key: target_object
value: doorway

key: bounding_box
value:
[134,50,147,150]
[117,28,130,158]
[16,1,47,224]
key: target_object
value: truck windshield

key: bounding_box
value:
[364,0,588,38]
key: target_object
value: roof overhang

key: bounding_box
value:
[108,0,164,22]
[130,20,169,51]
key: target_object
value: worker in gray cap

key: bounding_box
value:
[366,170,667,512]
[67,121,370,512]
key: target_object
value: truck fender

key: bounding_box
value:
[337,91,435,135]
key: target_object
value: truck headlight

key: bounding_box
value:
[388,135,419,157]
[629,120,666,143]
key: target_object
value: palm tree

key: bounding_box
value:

Task goal
Give back the entire listing above, matching every line exactly.

Expected answer
key: target_object
value: doorway

key: bounding_box
value:
[134,50,147,150]
[117,28,130,158]
[16,1,47,224]
key: target_object
value: truck windshield

key: bounding_box
value:
[364,0,588,38]
key: target_object
value: roof overhang

key: bounding_box
value:
[108,0,164,22]
[130,20,169,51]
key: target_object
value: worker in gray cap

key: bounding_box
value:
[366,170,667,512]
[67,121,370,512]
key: target_object
value: truck fender

key: bounding_box
value:
[337,91,435,135]
key: target_object
value: truck headlight

key: bounding_box
value:
[388,135,419,157]
[629,120,666,143]
key: target_object
value: palm tree

key: bounding_box
value:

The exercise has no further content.